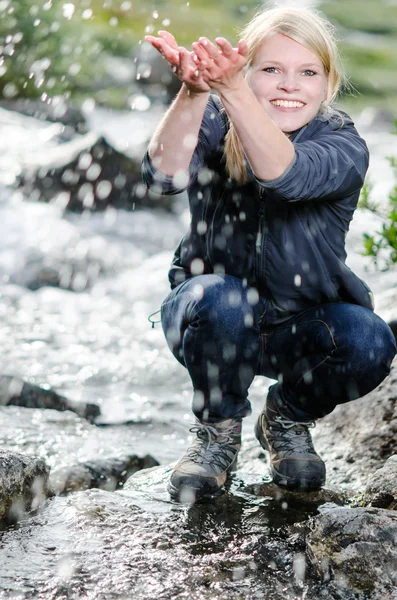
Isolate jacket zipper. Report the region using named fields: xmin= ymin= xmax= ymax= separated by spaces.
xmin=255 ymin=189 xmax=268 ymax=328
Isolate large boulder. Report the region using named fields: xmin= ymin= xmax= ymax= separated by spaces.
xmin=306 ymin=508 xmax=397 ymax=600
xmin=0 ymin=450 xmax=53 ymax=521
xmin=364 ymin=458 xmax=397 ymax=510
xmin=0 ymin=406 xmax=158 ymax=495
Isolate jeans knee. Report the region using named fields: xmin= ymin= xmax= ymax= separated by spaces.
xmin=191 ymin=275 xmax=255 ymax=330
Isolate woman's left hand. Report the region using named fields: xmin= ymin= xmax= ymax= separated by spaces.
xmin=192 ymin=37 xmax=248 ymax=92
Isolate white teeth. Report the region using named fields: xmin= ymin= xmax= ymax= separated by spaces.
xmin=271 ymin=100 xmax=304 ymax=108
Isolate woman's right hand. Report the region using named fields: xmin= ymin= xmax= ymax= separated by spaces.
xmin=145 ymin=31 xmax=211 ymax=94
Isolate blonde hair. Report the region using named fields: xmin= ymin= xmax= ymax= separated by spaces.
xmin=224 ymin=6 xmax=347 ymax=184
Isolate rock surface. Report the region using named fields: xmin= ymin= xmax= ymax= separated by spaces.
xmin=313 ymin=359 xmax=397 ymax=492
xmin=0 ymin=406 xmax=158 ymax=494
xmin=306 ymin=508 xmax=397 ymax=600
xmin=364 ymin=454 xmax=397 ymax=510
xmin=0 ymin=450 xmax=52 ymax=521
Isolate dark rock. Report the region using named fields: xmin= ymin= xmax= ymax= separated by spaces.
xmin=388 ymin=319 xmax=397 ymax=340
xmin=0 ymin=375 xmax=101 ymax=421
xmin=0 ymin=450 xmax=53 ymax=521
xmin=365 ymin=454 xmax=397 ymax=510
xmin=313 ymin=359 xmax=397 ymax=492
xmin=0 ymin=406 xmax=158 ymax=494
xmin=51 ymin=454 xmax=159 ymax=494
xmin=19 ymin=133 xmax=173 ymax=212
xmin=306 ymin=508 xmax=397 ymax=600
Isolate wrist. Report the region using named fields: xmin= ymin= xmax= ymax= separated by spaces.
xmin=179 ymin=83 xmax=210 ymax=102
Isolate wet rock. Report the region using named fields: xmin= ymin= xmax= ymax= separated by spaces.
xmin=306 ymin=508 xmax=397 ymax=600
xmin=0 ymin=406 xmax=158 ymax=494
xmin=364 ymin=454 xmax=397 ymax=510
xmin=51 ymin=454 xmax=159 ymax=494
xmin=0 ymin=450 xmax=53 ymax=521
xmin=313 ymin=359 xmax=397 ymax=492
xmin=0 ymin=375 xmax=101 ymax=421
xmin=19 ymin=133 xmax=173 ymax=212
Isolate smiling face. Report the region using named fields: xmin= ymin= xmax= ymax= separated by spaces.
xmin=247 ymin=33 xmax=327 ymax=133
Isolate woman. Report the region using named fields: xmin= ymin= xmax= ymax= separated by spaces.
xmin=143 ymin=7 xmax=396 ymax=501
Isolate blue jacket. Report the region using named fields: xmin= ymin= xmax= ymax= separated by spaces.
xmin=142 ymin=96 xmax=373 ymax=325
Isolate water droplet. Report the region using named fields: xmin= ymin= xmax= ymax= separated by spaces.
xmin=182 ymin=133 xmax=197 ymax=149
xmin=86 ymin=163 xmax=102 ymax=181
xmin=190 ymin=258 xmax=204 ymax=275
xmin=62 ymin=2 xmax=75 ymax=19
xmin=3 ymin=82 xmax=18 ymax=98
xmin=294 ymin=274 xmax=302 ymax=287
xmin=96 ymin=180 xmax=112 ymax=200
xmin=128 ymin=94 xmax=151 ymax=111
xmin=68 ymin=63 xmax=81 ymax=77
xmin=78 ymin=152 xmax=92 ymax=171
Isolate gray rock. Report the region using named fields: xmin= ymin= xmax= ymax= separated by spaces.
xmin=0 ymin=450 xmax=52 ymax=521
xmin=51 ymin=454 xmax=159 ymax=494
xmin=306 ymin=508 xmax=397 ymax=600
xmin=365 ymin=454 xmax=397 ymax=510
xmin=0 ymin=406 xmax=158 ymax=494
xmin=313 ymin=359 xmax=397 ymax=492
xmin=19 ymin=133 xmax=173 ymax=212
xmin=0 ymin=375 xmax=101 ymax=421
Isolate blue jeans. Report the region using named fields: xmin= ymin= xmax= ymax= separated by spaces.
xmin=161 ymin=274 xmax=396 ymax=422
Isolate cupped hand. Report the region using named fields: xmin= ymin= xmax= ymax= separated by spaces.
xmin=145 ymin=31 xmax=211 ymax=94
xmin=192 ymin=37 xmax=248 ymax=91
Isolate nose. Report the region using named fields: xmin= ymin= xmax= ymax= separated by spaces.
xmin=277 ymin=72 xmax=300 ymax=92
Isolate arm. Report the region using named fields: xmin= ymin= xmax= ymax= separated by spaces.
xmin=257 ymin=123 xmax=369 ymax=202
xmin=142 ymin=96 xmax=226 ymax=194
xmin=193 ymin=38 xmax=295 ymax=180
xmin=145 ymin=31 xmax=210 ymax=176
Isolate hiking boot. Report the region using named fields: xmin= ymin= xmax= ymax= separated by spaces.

+ + + +

▶ _Request_
List every line in the items above that contains the word "woman", and copy each one in full.

▶ _Task result_
Isolate woman's left hand. Report the region using named fields: xmin= ymin= xmax= ymax= separated by spaces.
Isolate woman's right hand. Report the region using named fields: xmin= ymin= xmax= ymax= separated by spaces.
Isolate woman. Report the region using named fields: xmin= ymin= xmax= ymax= separated by spaces.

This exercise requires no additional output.